(Source data)
......

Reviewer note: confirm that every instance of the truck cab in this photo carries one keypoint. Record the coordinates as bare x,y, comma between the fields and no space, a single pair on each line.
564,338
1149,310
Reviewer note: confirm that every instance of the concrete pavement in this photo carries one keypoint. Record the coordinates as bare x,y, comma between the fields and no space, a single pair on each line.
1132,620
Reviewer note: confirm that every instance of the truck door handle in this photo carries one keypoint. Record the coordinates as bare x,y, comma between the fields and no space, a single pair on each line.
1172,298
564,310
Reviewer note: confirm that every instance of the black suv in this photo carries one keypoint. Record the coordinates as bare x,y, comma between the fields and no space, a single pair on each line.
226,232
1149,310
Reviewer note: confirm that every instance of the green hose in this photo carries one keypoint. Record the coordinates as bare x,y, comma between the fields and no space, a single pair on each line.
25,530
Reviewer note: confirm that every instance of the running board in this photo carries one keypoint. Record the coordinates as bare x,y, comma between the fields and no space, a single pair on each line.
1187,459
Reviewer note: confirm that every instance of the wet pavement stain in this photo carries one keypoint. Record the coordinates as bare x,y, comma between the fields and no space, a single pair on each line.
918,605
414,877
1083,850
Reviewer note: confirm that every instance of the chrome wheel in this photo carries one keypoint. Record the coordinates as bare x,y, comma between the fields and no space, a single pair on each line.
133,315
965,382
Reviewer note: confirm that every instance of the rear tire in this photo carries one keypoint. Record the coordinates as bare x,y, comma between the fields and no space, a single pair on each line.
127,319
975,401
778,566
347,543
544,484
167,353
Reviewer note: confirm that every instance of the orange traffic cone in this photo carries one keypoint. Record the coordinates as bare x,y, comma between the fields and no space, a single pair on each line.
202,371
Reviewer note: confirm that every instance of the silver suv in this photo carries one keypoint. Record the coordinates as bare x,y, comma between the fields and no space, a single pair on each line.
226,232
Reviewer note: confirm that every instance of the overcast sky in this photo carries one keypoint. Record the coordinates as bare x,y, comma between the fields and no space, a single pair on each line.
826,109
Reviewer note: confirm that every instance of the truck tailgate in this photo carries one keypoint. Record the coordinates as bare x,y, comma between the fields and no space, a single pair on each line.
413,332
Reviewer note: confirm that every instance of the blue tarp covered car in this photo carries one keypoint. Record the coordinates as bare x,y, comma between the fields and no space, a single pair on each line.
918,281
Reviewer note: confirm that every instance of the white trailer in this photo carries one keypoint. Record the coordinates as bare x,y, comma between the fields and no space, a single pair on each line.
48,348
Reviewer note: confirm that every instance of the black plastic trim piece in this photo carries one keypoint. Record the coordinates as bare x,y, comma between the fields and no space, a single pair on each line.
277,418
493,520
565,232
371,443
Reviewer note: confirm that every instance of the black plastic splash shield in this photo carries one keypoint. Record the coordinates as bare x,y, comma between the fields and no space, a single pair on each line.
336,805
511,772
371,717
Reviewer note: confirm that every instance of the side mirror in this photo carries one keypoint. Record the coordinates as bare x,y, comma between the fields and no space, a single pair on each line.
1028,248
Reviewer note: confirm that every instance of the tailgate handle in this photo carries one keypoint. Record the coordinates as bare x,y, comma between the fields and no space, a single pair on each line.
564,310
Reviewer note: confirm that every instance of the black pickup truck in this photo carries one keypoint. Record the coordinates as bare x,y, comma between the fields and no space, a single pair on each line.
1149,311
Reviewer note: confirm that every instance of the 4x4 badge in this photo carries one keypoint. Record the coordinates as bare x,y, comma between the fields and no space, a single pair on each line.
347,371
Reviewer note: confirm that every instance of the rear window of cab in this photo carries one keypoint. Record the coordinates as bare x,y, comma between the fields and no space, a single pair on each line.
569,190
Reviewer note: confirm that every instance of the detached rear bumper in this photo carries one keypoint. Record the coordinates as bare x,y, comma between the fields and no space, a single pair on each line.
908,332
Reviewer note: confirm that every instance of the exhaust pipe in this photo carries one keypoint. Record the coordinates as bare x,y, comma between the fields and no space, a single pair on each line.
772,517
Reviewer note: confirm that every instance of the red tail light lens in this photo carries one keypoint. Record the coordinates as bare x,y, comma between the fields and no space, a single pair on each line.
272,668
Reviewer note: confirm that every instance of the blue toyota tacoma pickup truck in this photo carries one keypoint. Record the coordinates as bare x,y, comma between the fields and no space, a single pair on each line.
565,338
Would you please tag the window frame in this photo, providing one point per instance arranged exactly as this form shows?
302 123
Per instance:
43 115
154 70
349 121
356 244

......

§ **Written request**: Once more, set down the full listing, verbatim.

§ **The answer**:
Reviewer note: confirm that every instance of the truck cab in this photo carries one keypoint. Record the coordinates as bare x,y, comma between the fields and no space, a single pair on each line.
564,338
1149,310
Reviewer note: confirm that every instance of the concrete pavement in this photo carries one keypoint. Record the coordinates as bare x,y, comma between the fields and no space, a single pair on each line.
1132,620
Reviewer note: confirm that every instance of the truck door handle in this photo carries one keypoint. Record the coordinates as bare x,y, comma between the fields and no space, a single pair on each line.
1172,298
564,310
Reviewer note: confirm that every instance of the black suv in this photo carries one keypoint. Record the coordinates as bare x,y, comma between the fields and no space, a single pair on each line.
226,232
1149,310
Reviewer note: confirm that every instance of the green hose in this photo carries one keypoint. Record the coordinates as bare x,y, comma between the fields and no space, a single pair on each line.
25,530
Reviewer note: confirm that every instance of the running board in this photo carries one keypoint. Record the coordinates as bare x,y, comma between the fields and no space, a single pair on each line.
1187,459
Reviewer note: confirm that every instance of the wet pavement stain in this photo carries one keypoint. Record the coordinates as bare x,y, comma between the fields and no space, a single pair on each line.
918,605
414,877
1083,850
Reviewer note: confirm that every instance of the chrome wheel in this photo carries one keypoint. Record the coordinates as bare x,y, comma between the fields and no space, a single pair on each line.
133,315
965,382
Reviewer note: confirm that every instance of the rear tire in this photo carries one keypoint. Record the coordinates as bare x,y, comma between the fields and no space, a single pair on each line.
127,319
975,401
778,566
347,543
544,484
167,353
Reviewer note: confirm that every instance of the orange traffic cone in this photo carries one keypoint. Record the coordinates as bare x,y, comma between the fields and no space, a single pair on each line.
202,371
Reviewer note: confirm that every instance of the silver suv in this photo carries one keypoint. Record the coordinates as bare x,y, comma between the fields and no space, a single pair on each line.
226,232
Reviewer note: confirm that every instance of the overcast sky in this photo carries one keypoint. Record the coordinates as bare x,y, comma between the fields and no space, a single pair on each line.
826,109
Reviewer note: confirm that every instance of the truck tailgate in this photo carries one keypoint. Record the coordinates as bare x,y, comma between the fields and no space, a single pair on each line.
413,332
Reviewer note: confirm that every instance of the blue tarp covered car in this photo carries one keypoint. Record the coordinates as bare x,y, comma between the fields and no space, a single pair on each line.
918,281
Reviewer note: confirm that every instance of the white trailer in this photo carries one keypoint. Record the coordinates as bare x,y, comma between the fields and no space, a single pair on each line.
48,348
Reviewer note: confirm that every instance of the black plastic trim piece in this photo carries one keypoint. Record the coordinates as bare x,y, comma between the fields and no space, a single pair on each line.
277,418
493,520
565,232
371,443
Reviewer note: confirm that every instance of the black plastic splash shield in this photo carries one keypoint. Record the coordinates as bare x,y, comma between the fields and no space, a single pair on each line.
336,805
511,772
371,717
Reviewer note: confirm that every instance of the side mirror in this photo carries one keypoint. Record the coordinates as bare x,y, comma between the fields and no space, a single pair on each line.
1028,248
Reviewer note: confirm that every instance of the tailgate handle in this photo carries one keypoint. Record the coordinates as bare x,y, comma between the fields and no space, a single pair on each line.
564,310
Reviewer note: confirm that every instance of the black pickup truck in this photo carries one keypoint. Record the coordinates as bare x,y, comma between the fields and no space, a single pair on each line.
1149,311
Reviewer note: confirm that every instance of the 4x4 badge in this photo carries one keypoint. Record the coordinates as bare x,y, comma between the fields and no space, a single pair on each line.
347,371
Reviewer note: confirm that every instance of the rear window of cab in this photo carries one keypoint. Record the coordinates as bare x,y, comma between the fields and no space, a single pair on each line.
569,190
Reviewer note: confirm that every instance of the detached rear bumper in this photo carries one keypoint. Record the coordinates as bare x,y, comma between the fields and no space, a single pair on each line.
908,332
Reviewer note: confirm that every instance of the exhaust pipe in this photo carries one keypoint. Record the coordinates as bare x,y, comma between the fields and no space, a single pair on each line.
772,517
Reviewer note: confirm that every instance of the red tail light lens in this photo carries one keypoint. Record the coordinates as bare x,y, comma between the fields and no space, a single pair on each line.
272,668
Reviewer note: confirm that every instance of the blue toyota tacoma pickup truck in this photo carries one keypoint. Record the coordinates as bare x,y, comma between the fields and no space, a single pair on each line.
565,338
Would you please tag the window frame in this photo, providing one point per instance arranged exactly as this form shows?
302 123
Per instance:
43 115
154 70
349 121
356 244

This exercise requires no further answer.